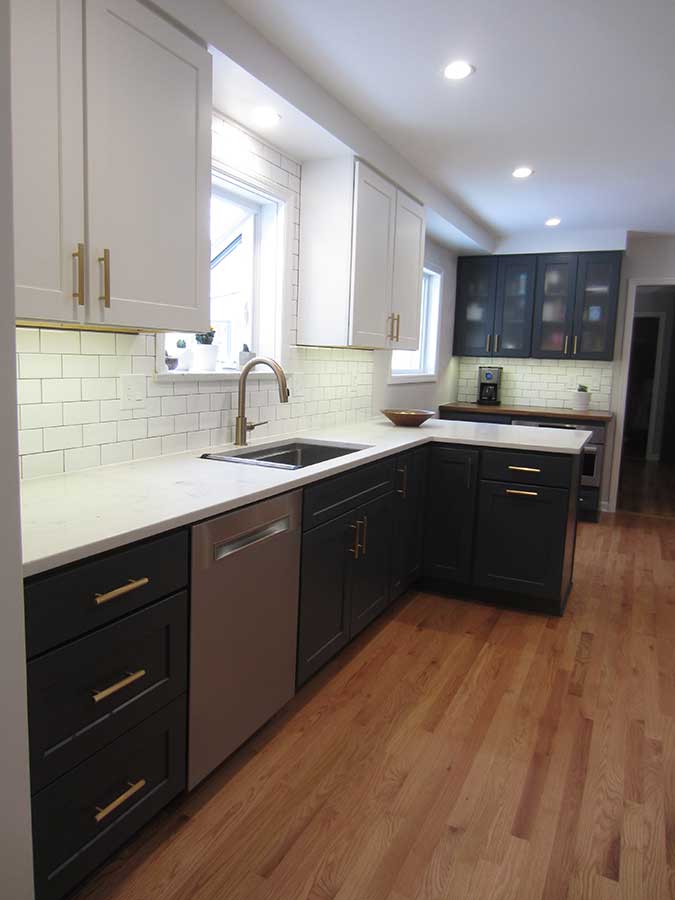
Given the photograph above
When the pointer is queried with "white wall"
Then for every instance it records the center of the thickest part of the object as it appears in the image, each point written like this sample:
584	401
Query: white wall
16	867
425	395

=====

> Task details
Rewrite the entries above as a numbered list with one line per item and no blank lines. Omit the pictures.

> Response below
1. Given the photograph above
2. When the pointer is queried with "white wall"
3. Then for every instance it records the center of the thickest part of the object as it appears in the image, each point written like this sample:
4. 584	401
5. Query: white wall
6. 16	867
7. 425	395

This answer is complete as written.